Toyota GR Racing Suite

Real-Time Driver Coach: Live simulation with corner-by-corner insights.
Pre-Event Prediction: ML model forecasting 2026 race pace.
Post-Event Analysis: Automated narrative report generation.

Inspiration

Modern motorsport is drowning in data. Teams collect gigabytes of telemetry every session, but raw data doesn't win races—insights do. We noticed a gap in the current tooling: engineers often have to switch between different disjointed tools for strategy, live timing, and post-race debriefs.

We wanted to build a single, unified "Command Center" that supports the entire lifecycle of a race event. Our inspiration came from the desire to democratize professional race engineering—taking complex signals like G-force and throttle position and turning them into plain English advice like "Brake later in Turn 1."

What it does

The Toyota GR Racing Suite is a 3-in-1 analytics platform designed to Engineer Victory:

1. 🔮 Pre-Event Prediction

Before the race starts, we use a Machine Learning model (Random Forest) trained on historical data to forecast a driver's potential race pace. Crucially, it explains why it made that prediction using a Feature Importance chart.

2. 🚗 Real-Time Driver Coach

During the race, this dashboard acts as a digital race engineer. It compares a live driver against a "Ghost" (fastest) lap in real-time. It features:

Live GPS Map: Visualization of car positions on the Indianapolis Motor Speedway.
Corner-by-Corner Analysis: It calculates time deltas for specific track sectors.
Actionable Insights: A smart notification system that gives instant feedback (e.g., "Losing 0.3s in Sector 2: Ghost is full throttle, you are lifting").
G-G Friction Circle: A professional-grade visualization of tire usage and grip limits.

3. 📊 Post-Event Analysis

After the flag drops, the app generates a narrative "Race Story." It identifies the Hero Lap, the Problem Lap, and calculates the "Theoretical Best Lap" by combining the driver's best sectors to show their true potential.

• _Request 1_:
In the Toyota GR Racing Suite text, what kind of machine learning model produces the pre-event race pace forecast?
• _Request 2_:
Edit the Toyota GR Racing Suite text from the words "Modern motorsport is" through "and post-race debriefs.", putting "terabytes" in place of "gigabytes".
The material after this point is separate from the Toyota GR Racing Suite text.

• _Dataset extract_:

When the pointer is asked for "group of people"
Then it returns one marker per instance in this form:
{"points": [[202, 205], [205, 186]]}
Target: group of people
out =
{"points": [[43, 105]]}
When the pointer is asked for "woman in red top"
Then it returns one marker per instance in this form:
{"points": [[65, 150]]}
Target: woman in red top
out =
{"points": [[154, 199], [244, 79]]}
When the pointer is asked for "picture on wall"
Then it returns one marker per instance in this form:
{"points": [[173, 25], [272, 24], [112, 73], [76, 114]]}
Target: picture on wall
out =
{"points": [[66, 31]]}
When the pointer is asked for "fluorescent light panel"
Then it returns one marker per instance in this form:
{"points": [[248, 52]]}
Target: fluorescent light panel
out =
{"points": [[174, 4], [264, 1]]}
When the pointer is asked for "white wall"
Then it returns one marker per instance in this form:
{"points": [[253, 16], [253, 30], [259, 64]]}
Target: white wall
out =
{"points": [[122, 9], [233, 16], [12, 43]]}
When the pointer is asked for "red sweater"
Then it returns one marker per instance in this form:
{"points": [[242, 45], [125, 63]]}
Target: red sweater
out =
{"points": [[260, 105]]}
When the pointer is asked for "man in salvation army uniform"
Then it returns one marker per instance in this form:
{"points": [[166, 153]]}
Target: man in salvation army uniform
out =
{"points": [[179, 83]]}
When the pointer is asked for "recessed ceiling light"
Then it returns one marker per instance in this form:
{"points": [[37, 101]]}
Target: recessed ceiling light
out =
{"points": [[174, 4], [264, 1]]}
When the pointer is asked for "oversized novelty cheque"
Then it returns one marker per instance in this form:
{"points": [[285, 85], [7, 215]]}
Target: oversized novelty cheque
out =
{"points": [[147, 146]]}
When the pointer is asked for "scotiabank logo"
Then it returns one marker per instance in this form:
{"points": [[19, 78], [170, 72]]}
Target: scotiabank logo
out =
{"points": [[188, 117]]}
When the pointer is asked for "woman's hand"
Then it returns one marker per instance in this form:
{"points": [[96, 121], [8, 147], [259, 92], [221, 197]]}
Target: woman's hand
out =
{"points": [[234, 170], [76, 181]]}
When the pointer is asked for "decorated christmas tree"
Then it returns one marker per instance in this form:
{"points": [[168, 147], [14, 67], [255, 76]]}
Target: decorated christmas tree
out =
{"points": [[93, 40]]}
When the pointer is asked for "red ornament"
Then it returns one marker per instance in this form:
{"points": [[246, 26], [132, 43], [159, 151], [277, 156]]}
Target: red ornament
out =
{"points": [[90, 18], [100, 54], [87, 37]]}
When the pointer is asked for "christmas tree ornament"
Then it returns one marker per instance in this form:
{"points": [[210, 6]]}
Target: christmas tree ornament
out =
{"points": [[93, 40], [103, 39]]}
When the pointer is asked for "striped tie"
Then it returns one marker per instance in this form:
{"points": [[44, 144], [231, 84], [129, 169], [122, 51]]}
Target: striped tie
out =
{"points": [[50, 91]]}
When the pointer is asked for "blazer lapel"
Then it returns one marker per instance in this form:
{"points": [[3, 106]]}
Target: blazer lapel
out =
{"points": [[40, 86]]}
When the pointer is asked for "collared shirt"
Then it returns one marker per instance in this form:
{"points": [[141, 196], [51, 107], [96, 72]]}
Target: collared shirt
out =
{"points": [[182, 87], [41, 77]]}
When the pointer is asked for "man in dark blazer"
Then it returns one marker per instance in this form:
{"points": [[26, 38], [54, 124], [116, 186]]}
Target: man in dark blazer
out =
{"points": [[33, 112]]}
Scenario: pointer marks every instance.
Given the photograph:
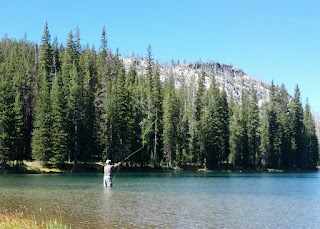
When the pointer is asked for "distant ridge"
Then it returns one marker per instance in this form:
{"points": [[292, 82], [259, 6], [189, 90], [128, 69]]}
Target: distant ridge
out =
{"points": [[228, 76]]}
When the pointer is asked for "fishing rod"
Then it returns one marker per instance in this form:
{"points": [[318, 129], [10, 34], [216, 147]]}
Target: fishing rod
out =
{"points": [[144, 134]]}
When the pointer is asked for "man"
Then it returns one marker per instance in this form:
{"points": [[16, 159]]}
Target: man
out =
{"points": [[107, 181]]}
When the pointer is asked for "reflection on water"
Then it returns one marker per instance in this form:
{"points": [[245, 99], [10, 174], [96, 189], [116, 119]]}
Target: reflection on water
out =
{"points": [[169, 200]]}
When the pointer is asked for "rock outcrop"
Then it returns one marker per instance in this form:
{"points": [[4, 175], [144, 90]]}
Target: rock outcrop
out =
{"points": [[228, 76]]}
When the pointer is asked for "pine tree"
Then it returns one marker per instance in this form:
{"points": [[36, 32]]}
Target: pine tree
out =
{"points": [[311, 156], [286, 156], [59, 123], [41, 136], [297, 131], [197, 146], [171, 120], [235, 157], [253, 125]]}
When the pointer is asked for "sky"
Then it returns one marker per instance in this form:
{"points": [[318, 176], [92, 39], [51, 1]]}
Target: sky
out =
{"points": [[275, 40]]}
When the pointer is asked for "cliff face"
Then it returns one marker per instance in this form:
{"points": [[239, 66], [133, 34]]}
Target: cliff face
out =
{"points": [[228, 77]]}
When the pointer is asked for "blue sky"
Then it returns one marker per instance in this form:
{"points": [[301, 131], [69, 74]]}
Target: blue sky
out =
{"points": [[268, 39]]}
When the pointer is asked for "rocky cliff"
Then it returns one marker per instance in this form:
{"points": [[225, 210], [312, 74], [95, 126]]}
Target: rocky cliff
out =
{"points": [[228, 76]]}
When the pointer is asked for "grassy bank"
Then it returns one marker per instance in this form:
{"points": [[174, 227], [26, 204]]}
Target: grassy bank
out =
{"points": [[40, 167], [20, 220], [97, 167]]}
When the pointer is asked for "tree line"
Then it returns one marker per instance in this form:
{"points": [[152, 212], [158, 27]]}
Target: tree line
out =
{"points": [[74, 103]]}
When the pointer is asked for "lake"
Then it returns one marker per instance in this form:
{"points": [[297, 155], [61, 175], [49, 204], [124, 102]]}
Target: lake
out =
{"points": [[168, 199]]}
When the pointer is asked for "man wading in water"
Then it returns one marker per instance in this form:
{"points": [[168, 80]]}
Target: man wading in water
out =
{"points": [[107, 181]]}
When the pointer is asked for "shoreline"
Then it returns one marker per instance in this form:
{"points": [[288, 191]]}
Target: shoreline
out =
{"points": [[36, 167]]}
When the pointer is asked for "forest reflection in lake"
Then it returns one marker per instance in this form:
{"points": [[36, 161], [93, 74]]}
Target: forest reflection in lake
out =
{"points": [[169, 199]]}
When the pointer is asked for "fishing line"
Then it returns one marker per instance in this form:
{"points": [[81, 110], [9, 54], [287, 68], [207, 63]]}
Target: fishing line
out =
{"points": [[144, 134]]}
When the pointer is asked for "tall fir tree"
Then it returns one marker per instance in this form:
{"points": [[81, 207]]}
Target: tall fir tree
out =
{"points": [[297, 130], [311, 155], [170, 120]]}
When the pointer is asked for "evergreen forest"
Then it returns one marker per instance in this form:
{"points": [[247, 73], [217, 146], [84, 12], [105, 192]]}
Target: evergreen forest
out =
{"points": [[69, 103]]}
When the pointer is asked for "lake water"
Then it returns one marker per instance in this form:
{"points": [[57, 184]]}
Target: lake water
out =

• _Answer 1_:
A Random Forest model trained on historical data.

• _Answer 2_:
Modern motorsport is drowning in data. Teams collect terabytes of telemetry every session, but raw data doesn't win races—insights do. We noticed a gap in the current tooling: engineers often have to switch between different disjointed tools for strategy, live timing, and post-race debriefs.